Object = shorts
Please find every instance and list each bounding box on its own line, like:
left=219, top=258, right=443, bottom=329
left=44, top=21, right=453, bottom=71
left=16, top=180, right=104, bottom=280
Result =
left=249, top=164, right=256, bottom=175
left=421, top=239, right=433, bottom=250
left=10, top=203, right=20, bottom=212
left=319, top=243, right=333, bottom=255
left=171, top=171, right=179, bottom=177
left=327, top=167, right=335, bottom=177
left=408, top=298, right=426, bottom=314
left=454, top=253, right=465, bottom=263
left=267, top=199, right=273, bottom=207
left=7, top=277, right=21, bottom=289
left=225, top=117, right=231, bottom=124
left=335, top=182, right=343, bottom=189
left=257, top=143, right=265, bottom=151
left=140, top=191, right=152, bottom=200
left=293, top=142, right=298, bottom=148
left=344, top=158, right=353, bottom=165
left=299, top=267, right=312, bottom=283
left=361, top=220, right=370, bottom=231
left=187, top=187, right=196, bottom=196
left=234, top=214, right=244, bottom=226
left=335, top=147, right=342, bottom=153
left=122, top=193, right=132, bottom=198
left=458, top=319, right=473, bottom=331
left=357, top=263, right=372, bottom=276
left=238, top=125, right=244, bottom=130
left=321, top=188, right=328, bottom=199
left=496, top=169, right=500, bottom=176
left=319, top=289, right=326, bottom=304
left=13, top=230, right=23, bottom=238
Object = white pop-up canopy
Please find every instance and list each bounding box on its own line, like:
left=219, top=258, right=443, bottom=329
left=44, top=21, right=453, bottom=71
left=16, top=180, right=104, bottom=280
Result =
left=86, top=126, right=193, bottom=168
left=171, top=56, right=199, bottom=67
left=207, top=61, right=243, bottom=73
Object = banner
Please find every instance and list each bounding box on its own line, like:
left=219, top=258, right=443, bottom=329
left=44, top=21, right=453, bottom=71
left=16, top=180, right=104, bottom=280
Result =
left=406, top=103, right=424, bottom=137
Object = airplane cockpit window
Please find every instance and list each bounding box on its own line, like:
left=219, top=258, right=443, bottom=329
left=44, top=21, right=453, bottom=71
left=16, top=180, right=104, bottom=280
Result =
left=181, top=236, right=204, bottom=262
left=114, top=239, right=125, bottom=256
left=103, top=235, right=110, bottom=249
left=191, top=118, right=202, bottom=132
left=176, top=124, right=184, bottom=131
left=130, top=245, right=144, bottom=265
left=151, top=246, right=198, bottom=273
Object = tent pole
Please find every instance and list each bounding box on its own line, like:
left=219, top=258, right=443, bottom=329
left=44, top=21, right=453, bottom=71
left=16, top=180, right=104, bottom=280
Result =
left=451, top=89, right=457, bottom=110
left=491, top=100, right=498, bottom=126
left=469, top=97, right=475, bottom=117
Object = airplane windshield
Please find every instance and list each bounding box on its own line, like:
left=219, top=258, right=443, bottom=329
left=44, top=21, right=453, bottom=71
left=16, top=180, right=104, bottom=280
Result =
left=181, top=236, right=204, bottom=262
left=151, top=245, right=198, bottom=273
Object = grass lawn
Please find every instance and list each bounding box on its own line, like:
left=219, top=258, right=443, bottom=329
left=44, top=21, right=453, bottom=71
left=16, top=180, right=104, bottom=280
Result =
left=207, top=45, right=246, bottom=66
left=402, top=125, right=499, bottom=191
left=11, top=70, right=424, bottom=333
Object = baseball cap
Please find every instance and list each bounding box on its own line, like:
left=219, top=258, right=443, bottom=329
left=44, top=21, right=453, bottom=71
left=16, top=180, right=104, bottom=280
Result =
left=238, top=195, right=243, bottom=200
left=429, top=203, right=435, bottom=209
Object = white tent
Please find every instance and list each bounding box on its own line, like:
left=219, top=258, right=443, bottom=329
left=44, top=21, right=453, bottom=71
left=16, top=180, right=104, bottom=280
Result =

════════

State how many lines in the listing above contain "airplane". Offer nothing besides that number.

2